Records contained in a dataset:
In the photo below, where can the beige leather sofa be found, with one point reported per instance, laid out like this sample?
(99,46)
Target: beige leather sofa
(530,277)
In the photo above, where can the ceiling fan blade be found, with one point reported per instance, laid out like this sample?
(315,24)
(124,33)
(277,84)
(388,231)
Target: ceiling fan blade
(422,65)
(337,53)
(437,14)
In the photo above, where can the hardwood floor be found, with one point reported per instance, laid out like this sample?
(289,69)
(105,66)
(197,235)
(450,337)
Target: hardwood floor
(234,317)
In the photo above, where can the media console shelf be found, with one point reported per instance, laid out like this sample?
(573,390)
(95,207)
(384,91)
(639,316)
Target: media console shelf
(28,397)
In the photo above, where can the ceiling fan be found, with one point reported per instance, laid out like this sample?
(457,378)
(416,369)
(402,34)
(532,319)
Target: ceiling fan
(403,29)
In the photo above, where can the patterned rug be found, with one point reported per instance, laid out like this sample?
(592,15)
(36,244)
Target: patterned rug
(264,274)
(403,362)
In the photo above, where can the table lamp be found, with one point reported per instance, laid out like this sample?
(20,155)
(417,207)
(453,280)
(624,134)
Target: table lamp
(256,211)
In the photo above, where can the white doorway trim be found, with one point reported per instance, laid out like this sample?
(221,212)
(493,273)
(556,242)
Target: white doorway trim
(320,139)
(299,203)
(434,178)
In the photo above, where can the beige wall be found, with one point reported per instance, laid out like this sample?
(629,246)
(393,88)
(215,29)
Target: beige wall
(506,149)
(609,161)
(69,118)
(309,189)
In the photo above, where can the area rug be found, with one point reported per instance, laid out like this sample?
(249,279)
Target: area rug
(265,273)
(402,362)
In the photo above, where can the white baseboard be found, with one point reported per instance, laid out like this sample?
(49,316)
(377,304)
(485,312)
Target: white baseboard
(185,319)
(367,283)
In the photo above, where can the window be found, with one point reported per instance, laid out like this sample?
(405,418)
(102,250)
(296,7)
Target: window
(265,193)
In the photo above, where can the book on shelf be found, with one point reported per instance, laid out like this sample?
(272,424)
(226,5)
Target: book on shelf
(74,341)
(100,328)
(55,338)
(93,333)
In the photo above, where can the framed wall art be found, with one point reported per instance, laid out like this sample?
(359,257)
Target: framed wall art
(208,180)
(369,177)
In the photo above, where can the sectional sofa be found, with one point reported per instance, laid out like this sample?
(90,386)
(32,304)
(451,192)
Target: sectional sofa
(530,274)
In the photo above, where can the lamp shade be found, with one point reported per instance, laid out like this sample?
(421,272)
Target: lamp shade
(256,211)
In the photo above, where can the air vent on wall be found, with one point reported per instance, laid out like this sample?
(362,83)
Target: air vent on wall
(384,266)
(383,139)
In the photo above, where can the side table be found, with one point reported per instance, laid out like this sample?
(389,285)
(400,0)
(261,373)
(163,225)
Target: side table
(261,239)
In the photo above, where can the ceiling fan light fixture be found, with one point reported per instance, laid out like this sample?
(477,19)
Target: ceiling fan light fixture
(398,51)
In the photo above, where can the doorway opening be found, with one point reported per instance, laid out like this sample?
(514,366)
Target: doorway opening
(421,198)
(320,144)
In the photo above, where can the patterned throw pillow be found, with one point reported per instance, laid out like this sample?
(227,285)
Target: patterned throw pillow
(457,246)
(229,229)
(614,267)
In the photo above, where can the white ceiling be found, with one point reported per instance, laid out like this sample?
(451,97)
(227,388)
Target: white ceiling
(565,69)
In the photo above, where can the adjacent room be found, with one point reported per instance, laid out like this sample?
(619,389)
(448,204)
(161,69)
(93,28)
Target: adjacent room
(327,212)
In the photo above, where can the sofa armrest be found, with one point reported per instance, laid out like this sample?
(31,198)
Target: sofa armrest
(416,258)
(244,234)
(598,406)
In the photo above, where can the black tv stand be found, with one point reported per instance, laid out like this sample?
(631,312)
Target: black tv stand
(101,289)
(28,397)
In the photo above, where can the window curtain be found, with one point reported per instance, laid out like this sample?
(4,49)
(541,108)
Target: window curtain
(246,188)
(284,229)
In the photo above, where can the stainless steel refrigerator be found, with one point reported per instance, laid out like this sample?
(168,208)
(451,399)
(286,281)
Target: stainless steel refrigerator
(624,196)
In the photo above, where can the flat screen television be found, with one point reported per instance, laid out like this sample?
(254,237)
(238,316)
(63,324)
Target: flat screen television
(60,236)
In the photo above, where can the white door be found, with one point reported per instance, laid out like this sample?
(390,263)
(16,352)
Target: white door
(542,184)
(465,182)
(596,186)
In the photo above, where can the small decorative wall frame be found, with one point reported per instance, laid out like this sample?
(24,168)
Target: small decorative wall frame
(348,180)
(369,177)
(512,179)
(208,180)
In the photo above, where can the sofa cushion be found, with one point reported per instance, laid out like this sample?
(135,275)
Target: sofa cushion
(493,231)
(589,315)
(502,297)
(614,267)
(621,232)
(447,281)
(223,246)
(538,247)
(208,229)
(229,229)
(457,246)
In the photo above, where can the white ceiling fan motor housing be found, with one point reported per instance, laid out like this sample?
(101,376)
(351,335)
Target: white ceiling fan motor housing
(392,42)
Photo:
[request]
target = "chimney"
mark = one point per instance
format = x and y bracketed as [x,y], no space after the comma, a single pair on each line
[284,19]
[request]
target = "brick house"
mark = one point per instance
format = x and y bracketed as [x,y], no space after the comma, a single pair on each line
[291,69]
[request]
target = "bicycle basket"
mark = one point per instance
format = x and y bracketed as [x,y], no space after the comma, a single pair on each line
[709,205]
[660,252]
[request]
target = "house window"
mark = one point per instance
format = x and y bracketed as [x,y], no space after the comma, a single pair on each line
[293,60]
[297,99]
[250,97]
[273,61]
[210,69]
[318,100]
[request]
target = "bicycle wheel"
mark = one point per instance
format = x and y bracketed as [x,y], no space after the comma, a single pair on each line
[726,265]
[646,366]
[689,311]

Your assignment:
Set the records above down again, exactly as they read.

Written response:
In the photo below, where can the beige leather sofa be found, with one point reported per instance, laid out like this sample?
(99,46)
Target: beige leather sofa
(530,277)
In the photo above, where can the ceiling fan blade be found, with one point reported per instance, laid out like this sample?
(315,24)
(124,33)
(277,84)
(388,231)
Target: ceiling fan blade
(422,65)
(337,53)
(437,14)
In the photo above, where can the hardwood floor be found, with one point reported per instance, laid out like this sample?
(289,69)
(105,66)
(197,235)
(450,337)
Target: hardwood floor
(234,317)
In the photo above, where can the media console shelf be found, with one point reported per instance, laid out like this sample?
(573,390)
(95,207)
(384,91)
(639,316)
Target: media console shelf
(28,397)
In the photo above, where can the ceiling fan be found, with one point reported per instance, laid out like this sample?
(457,378)
(416,369)
(402,34)
(532,319)
Target: ceiling fan
(403,29)
In the photo above, where can the patterned rug be found, with one point reported per instance, laid out like this sample?
(592,15)
(36,244)
Target: patterned rug
(264,274)
(403,362)
In the photo above, where can the table lamp be found, with one point reported per instance, laid out like this sample?
(20,155)
(417,207)
(453,280)
(624,134)
Target: table lamp
(256,211)
In the photo above, where can the white doorway trim be found, with one point reported per instance, laid out like this sample?
(221,212)
(493,273)
(556,242)
Target: white doorway trim
(320,139)
(299,203)
(434,178)
In the photo above, where can the beige wall be found, with one point reported per instance, laid out like this sample?
(629,246)
(393,88)
(215,29)
Target: beige wall
(506,149)
(609,161)
(69,118)
(309,189)
In the photo above, where can the area rug be found, with one point reported per instance, laid out like this sample?
(249,279)
Target: area rug
(265,273)
(402,362)
In the photo above, where can the white baseboard be found, with one point reported per instance, laid out like this sample?
(49,316)
(377,304)
(485,312)
Target: white baseboard
(185,319)
(367,283)
In the photo above, where can the window be found, with one point reported per instance, laid out like this sample?
(405,418)
(102,250)
(296,7)
Target: window
(265,193)
In the photo above, where can the book on shelf be found, with one point reported per instance, laid out like this sample?
(272,424)
(226,5)
Target: book on shelf
(74,341)
(100,328)
(55,338)
(93,333)
In the photo above, where can the framed wall art be found, with one point reported per instance, laid out like this sample?
(359,257)
Target: framed wall art
(208,180)
(369,177)
In the photo above, where can the sectional sofa be found, with one point reported per instance, laid out like this sample?
(90,386)
(32,304)
(451,192)
Target: sectional sofa
(530,274)
In the photo above, where can the lamp shade be found, with one point reported per instance, laid out like this sample?
(421,272)
Target: lamp shade
(256,211)
In the photo above, where can the air vent on wall be found, with one point reported per instance, laid out like this sample?
(362,83)
Target: air vent on wall
(384,266)
(383,139)
In the photo above, where can the side table be found, with one point reported per instance, laid out like this sample?
(389,285)
(400,0)
(261,373)
(163,225)
Target: side table
(261,239)
In the photo above, where can the ceiling fan light fixture be found, with one point reported per instance, laid out like this sample?
(477,19)
Target: ceiling fan light fixture
(398,51)
In the photo above, where can the doorway opening be found, with one point reported per instance, laid out like this sample?
(514,366)
Target: doorway opening
(421,198)
(320,144)
In the photo above, where can the patterned throw pillow be found, with one point reported per instance, laid out like this sample?
(227,285)
Target: patterned throw pillow
(457,246)
(229,229)
(614,267)
In the photo above, where can the white ceiling be found, with one point reported per instance, laid out like this sample?
(451,97)
(227,388)
Target: white ceiling
(565,69)
In the photo above, where can the adjacent room be found, with one point reported per instance, laid out like this sample?
(619,389)
(448,204)
(161,69)
(93,28)
Target: adjacent room
(327,212)
In the photo above, where can the sofa armrest be found, with one point reported per instance, laid out like this sample?
(31,198)
Target: sofa armrest
(416,258)
(244,234)
(598,406)
In the photo above, where can the black tv stand be found, with one point reported per instance, laid out like this sample?
(631,312)
Target: black tv stand
(101,289)
(28,397)
In the photo above, where can the window curtain be found, with one point reported per instance, laid out like this sample?
(4,49)
(541,108)
Target: window curtain
(246,188)
(284,229)
In the photo above, where can the stainless steel refrigerator be found, with one point reported per instance, laid out like this sample?
(168,208)
(451,399)
(286,281)
Target: stainless steel refrigerator
(624,196)
In the photo above, where can the flat screen television be found, with one point reported per instance, laid out like this sample?
(254,237)
(238,316)
(63,324)
Target: flat screen television
(60,236)
In the photo above, where can the white door be found, with one point reported per instance, laid out like this sample?
(390,263)
(16,352)
Target: white door
(542,184)
(465,182)
(596,186)
In the photo above, where can the small decorative wall frame be found, with one point reported per instance, laid out like this sample?
(24,168)
Target: small decorative wall frame
(348,180)
(369,177)
(512,179)
(208,180)
In the photo above, where can the sofa cushion be found, with one point reported per instance, laid out like this sample?
(135,275)
Target: sofa cushion
(493,231)
(589,315)
(502,297)
(614,267)
(621,232)
(447,281)
(223,246)
(538,247)
(208,229)
(229,229)
(457,246)
In the photo above, where can the white ceiling fan motor housing be found, with one point reported per instance, laid out like this sample?
(101,376)
(351,335)
Target: white ceiling fan motor housing
(392,42)
Photo:
[request]
target = "chimney"
mark = one point per instance
format = x and y bracketed as [x,y], no space after the comma, a single pair on each line
[284,19]
[request]
target = "brick house"
mark = one point per instance
format = x and y bracketed as [x,y], no space after the comma, a single pair on each line
[291,69]
[request]
target = "bicycle basket"
mark = one point per instance
format = x and y bracketed as [x,y], no space after the comma, a single pair on each line
[709,205]
[660,252]
[request]
target = "house window"
mark = one point per instance
format = x and y bracketed as [x,y], no space after the comma, a single pair on each line
[293,60]
[297,99]
[250,97]
[273,61]
[210,69]
[318,100]
[request]
target = "bicycle wheel"
mark = one point per instance
format = x and y bracketed as [x,y], no space after the comma, a single pair on each line
[726,265]
[646,366]
[689,311]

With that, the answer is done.